— BEGIN DATASET ROWS —

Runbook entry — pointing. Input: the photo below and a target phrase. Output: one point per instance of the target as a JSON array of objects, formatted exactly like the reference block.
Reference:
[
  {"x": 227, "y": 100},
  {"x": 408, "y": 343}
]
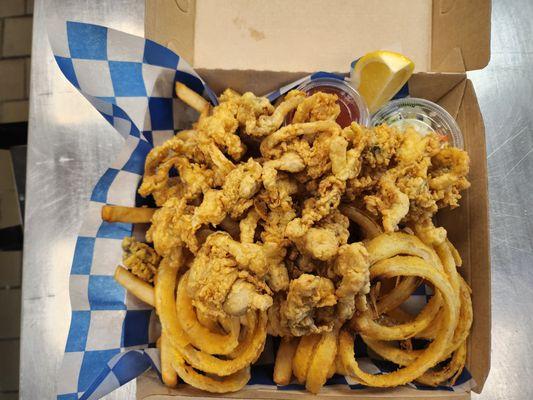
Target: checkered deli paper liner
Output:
[{"x": 130, "y": 81}]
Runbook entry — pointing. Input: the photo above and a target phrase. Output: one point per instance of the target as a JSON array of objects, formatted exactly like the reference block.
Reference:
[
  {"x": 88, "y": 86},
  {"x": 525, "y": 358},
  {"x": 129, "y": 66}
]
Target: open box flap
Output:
[
  {"x": 439, "y": 35},
  {"x": 460, "y": 39}
]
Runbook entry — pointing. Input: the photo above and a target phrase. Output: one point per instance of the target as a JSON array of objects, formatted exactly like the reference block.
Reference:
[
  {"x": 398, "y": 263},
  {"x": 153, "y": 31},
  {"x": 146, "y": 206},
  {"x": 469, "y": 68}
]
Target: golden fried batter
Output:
[
  {"x": 257, "y": 227},
  {"x": 140, "y": 259}
]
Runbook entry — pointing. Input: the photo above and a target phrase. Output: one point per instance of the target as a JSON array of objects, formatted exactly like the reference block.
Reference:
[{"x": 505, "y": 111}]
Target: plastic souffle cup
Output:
[
  {"x": 423, "y": 115},
  {"x": 352, "y": 104}
]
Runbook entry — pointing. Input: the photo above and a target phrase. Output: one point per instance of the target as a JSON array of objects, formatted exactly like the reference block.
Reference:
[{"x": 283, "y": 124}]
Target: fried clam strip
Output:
[
  {"x": 200, "y": 336},
  {"x": 369, "y": 227},
  {"x": 321, "y": 243},
  {"x": 351, "y": 265},
  {"x": 317, "y": 107},
  {"x": 183, "y": 153},
  {"x": 407, "y": 266},
  {"x": 270, "y": 146},
  {"x": 284, "y": 356},
  {"x": 266, "y": 124},
  {"x": 226, "y": 277},
  {"x": 308, "y": 296}
]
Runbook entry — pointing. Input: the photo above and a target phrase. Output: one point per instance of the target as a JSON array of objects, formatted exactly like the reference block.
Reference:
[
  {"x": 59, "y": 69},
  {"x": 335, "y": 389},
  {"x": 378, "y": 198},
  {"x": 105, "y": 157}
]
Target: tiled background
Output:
[
  {"x": 15, "y": 46},
  {"x": 15, "y": 50}
]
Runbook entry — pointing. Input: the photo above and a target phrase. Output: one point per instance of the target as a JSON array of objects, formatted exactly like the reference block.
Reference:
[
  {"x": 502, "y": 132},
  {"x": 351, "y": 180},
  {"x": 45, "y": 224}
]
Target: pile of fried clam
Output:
[{"x": 275, "y": 220}]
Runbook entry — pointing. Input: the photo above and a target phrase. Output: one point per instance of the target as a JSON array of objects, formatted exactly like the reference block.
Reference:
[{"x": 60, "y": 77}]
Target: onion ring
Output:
[
  {"x": 365, "y": 324},
  {"x": 231, "y": 383},
  {"x": 406, "y": 266},
  {"x": 212, "y": 365}
]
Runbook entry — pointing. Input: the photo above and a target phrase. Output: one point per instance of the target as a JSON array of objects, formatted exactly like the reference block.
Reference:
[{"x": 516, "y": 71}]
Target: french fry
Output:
[
  {"x": 192, "y": 99},
  {"x": 134, "y": 215},
  {"x": 283, "y": 364},
  {"x": 168, "y": 373},
  {"x": 137, "y": 287}
]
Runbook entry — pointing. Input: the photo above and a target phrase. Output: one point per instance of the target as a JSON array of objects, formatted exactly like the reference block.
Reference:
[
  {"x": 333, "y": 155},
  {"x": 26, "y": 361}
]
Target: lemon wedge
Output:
[{"x": 379, "y": 75}]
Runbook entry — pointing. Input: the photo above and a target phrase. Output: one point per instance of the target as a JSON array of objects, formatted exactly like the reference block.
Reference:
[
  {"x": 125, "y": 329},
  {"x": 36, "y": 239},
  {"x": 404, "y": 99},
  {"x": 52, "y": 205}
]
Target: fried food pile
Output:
[{"x": 275, "y": 219}]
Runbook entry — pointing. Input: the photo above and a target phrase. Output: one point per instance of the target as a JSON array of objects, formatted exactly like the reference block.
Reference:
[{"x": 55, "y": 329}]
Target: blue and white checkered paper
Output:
[{"x": 130, "y": 81}]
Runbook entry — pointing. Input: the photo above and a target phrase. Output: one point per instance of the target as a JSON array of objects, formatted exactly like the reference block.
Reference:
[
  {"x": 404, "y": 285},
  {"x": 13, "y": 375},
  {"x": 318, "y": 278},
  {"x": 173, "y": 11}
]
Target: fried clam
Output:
[{"x": 256, "y": 202}]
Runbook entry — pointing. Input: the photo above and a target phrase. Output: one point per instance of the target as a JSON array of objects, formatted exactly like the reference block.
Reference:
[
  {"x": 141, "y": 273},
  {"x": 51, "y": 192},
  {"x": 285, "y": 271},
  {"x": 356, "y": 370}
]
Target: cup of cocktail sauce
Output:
[
  {"x": 422, "y": 115},
  {"x": 352, "y": 105}
]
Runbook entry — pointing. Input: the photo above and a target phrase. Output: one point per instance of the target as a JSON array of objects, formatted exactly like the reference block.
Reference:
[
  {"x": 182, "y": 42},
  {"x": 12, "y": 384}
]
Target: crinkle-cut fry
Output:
[
  {"x": 168, "y": 373},
  {"x": 456, "y": 256},
  {"x": 212, "y": 365},
  {"x": 370, "y": 228},
  {"x": 200, "y": 336},
  {"x": 192, "y": 99},
  {"x": 407, "y": 266},
  {"x": 213, "y": 384},
  {"x": 165, "y": 302},
  {"x": 136, "y": 286},
  {"x": 322, "y": 359},
  {"x": 302, "y": 356},
  {"x": 249, "y": 330},
  {"x": 133, "y": 215},
  {"x": 284, "y": 356},
  {"x": 366, "y": 325},
  {"x": 332, "y": 368}
]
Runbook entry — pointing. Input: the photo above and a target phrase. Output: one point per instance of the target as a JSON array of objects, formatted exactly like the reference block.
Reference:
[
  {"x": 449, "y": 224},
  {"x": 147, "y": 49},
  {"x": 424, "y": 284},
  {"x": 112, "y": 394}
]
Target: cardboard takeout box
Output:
[{"x": 261, "y": 45}]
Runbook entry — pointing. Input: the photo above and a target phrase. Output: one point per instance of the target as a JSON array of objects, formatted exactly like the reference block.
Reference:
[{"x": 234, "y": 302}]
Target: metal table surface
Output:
[{"x": 70, "y": 145}]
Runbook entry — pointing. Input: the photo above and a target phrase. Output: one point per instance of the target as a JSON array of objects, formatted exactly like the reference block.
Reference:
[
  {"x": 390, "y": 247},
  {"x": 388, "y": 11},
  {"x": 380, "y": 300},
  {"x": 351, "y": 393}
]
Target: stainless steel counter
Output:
[{"x": 70, "y": 145}]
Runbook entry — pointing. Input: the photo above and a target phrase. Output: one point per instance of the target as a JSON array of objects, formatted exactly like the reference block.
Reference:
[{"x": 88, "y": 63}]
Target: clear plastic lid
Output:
[
  {"x": 352, "y": 104},
  {"x": 423, "y": 115}
]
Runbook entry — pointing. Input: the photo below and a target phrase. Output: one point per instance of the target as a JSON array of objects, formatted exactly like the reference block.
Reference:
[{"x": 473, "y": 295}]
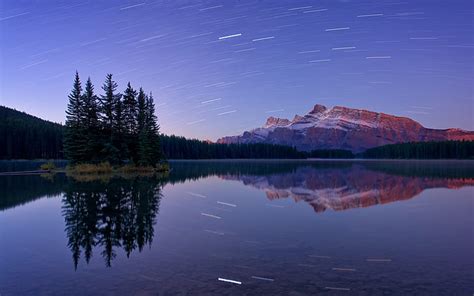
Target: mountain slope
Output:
[{"x": 344, "y": 128}]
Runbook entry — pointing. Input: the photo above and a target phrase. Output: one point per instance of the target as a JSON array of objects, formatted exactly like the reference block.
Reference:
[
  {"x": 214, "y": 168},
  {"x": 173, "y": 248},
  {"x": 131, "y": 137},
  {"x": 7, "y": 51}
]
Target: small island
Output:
[{"x": 113, "y": 132}]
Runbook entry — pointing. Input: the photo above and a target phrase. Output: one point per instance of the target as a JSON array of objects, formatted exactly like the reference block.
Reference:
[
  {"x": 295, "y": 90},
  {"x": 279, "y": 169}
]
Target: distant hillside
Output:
[{"x": 23, "y": 136}]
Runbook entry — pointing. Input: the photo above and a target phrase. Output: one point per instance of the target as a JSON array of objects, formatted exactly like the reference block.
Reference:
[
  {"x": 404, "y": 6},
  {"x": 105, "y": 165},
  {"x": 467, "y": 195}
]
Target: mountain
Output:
[{"x": 344, "y": 128}]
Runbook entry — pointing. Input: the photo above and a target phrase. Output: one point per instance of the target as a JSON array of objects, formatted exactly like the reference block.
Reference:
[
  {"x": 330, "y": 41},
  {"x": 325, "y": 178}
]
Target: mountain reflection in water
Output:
[
  {"x": 344, "y": 188},
  {"x": 120, "y": 213}
]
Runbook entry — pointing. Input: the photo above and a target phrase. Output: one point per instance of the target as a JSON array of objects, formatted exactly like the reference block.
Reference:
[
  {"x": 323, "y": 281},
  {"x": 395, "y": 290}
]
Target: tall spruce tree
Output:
[
  {"x": 141, "y": 131},
  {"x": 107, "y": 108},
  {"x": 148, "y": 138},
  {"x": 153, "y": 129},
  {"x": 119, "y": 131},
  {"x": 130, "y": 121},
  {"x": 74, "y": 139},
  {"x": 91, "y": 122}
]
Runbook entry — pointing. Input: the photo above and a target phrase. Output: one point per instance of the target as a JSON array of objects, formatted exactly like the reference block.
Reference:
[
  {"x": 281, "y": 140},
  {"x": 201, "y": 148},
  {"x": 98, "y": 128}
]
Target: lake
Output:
[{"x": 243, "y": 228}]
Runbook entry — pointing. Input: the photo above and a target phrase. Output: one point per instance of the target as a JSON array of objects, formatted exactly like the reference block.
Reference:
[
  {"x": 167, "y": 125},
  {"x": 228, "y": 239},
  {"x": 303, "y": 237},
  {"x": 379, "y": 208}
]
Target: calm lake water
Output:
[{"x": 277, "y": 228}]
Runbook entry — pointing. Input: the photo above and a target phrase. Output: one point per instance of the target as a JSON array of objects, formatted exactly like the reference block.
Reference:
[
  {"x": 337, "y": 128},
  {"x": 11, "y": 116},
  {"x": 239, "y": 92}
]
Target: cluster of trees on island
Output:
[{"x": 112, "y": 127}]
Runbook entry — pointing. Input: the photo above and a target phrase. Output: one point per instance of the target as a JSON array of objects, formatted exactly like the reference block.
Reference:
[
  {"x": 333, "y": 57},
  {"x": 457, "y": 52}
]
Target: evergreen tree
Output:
[
  {"x": 130, "y": 121},
  {"x": 91, "y": 122},
  {"x": 118, "y": 133},
  {"x": 148, "y": 138},
  {"x": 74, "y": 139},
  {"x": 141, "y": 110},
  {"x": 153, "y": 130},
  {"x": 107, "y": 107}
]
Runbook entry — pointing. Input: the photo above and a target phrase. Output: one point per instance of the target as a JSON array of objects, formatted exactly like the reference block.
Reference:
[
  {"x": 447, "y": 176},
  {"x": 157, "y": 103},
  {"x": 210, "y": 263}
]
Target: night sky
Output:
[{"x": 217, "y": 68}]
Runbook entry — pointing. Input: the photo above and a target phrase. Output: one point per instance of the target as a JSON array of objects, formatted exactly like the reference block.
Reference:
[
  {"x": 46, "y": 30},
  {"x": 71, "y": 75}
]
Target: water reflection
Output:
[
  {"x": 118, "y": 213},
  {"x": 344, "y": 188},
  {"x": 108, "y": 215}
]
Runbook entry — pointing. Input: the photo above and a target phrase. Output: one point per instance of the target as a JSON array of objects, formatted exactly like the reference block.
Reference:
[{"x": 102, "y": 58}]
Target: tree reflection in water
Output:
[{"x": 110, "y": 214}]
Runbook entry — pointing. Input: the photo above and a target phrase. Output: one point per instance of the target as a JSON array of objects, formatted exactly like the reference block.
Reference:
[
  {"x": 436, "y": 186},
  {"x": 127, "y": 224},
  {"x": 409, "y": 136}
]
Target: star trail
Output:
[{"x": 217, "y": 68}]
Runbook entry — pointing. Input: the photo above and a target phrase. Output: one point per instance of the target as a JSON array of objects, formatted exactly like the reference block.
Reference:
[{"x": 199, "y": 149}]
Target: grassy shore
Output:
[{"x": 87, "y": 170}]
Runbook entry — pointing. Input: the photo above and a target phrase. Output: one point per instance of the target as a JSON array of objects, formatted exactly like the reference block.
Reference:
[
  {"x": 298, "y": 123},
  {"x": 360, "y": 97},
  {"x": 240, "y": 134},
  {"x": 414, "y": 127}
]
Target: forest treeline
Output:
[
  {"x": 175, "y": 147},
  {"x": 112, "y": 127},
  {"x": 24, "y": 136},
  {"x": 423, "y": 150}
]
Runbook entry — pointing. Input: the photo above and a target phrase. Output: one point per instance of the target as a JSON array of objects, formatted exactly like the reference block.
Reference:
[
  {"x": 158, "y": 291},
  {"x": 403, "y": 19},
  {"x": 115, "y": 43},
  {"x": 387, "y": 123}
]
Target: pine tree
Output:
[
  {"x": 107, "y": 108},
  {"x": 118, "y": 133},
  {"x": 91, "y": 122},
  {"x": 74, "y": 140},
  {"x": 130, "y": 121},
  {"x": 153, "y": 129},
  {"x": 141, "y": 110}
]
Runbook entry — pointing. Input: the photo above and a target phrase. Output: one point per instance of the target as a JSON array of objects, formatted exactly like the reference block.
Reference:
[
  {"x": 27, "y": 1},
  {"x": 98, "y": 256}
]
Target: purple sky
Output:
[{"x": 217, "y": 68}]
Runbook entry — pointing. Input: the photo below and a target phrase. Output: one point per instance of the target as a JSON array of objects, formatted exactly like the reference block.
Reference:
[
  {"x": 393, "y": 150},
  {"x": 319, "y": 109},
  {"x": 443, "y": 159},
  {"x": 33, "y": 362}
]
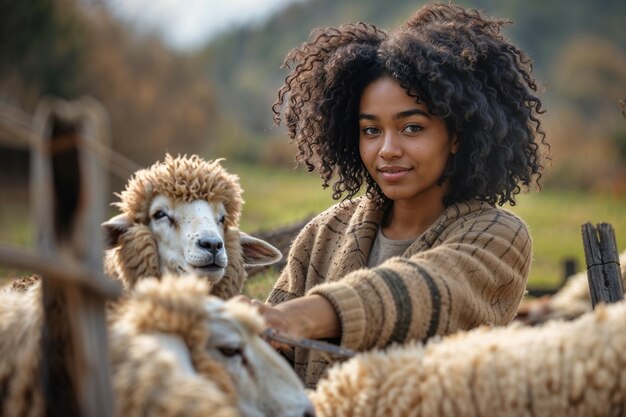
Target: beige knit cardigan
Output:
[{"x": 470, "y": 267}]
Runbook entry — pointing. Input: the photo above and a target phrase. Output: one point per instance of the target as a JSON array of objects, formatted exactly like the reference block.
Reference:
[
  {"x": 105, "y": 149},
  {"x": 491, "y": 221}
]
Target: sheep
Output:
[
  {"x": 563, "y": 368},
  {"x": 174, "y": 350},
  {"x": 180, "y": 216},
  {"x": 569, "y": 302}
]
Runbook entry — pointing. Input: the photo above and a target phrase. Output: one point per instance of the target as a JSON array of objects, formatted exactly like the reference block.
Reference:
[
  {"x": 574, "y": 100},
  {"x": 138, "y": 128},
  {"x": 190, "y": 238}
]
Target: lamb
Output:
[
  {"x": 182, "y": 216},
  {"x": 573, "y": 368},
  {"x": 174, "y": 351},
  {"x": 569, "y": 302}
]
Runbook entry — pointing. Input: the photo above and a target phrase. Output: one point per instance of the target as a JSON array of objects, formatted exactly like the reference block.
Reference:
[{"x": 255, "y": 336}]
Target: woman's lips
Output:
[{"x": 394, "y": 173}]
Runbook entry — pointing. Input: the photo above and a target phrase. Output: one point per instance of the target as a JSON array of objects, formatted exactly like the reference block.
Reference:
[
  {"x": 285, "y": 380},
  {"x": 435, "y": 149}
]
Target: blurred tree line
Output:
[
  {"x": 157, "y": 99},
  {"x": 217, "y": 101},
  {"x": 578, "y": 49}
]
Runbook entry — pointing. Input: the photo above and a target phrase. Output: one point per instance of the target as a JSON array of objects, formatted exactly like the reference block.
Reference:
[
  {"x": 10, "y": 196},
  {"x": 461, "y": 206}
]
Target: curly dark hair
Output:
[{"x": 452, "y": 59}]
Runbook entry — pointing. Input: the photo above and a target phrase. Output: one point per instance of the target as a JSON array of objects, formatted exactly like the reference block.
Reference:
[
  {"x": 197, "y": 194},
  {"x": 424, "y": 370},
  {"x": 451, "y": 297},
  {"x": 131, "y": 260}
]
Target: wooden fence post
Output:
[
  {"x": 68, "y": 199},
  {"x": 603, "y": 268}
]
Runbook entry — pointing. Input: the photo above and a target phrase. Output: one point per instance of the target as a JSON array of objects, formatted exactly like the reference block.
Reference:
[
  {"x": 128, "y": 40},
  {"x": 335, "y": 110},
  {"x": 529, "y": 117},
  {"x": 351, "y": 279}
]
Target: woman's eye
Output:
[
  {"x": 229, "y": 351},
  {"x": 413, "y": 128},
  {"x": 370, "y": 131},
  {"x": 159, "y": 215}
]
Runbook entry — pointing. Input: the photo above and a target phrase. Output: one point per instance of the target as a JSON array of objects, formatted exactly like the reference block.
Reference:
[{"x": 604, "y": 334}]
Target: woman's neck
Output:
[{"x": 404, "y": 221}]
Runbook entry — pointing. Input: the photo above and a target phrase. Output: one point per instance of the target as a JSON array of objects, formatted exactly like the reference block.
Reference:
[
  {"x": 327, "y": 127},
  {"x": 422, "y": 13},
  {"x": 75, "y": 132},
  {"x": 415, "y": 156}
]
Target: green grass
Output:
[{"x": 278, "y": 197}]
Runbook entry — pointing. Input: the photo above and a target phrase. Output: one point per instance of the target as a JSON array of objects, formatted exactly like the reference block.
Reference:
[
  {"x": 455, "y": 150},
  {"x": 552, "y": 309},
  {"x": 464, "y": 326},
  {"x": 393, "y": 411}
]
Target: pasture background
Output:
[
  {"x": 216, "y": 101},
  {"x": 278, "y": 197}
]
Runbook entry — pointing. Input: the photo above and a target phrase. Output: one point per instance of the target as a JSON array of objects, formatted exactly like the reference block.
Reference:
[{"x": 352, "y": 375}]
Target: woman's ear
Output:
[{"x": 454, "y": 144}]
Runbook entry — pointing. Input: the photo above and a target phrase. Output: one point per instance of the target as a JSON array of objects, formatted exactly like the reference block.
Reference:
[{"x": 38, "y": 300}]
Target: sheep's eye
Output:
[
  {"x": 159, "y": 214},
  {"x": 229, "y": 351}
]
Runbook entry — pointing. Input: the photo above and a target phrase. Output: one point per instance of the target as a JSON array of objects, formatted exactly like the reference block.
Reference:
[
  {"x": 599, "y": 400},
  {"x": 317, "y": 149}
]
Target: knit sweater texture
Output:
[{"x": 469, "y": 268}]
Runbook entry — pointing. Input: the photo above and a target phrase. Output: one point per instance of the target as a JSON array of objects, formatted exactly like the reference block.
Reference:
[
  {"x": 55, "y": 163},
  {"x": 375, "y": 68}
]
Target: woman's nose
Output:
[{"x": 391, "y": 147}]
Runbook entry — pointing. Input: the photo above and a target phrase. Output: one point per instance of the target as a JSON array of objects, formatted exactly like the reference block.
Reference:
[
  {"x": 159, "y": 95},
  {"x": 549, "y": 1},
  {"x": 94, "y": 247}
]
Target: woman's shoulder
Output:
[
  {"x": 477, "y": 216},
  {"x": 343, "y": 210}
]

— END DATASET ROWS —

**GIVEN PROBLEM:** Can you locate every line in the data above that contains the string "knit" (case-sensitive) and copy each of those lines out?

**THE COMPLETED TASK:**
Target: beige knit cardigan
Target: knit sweater texture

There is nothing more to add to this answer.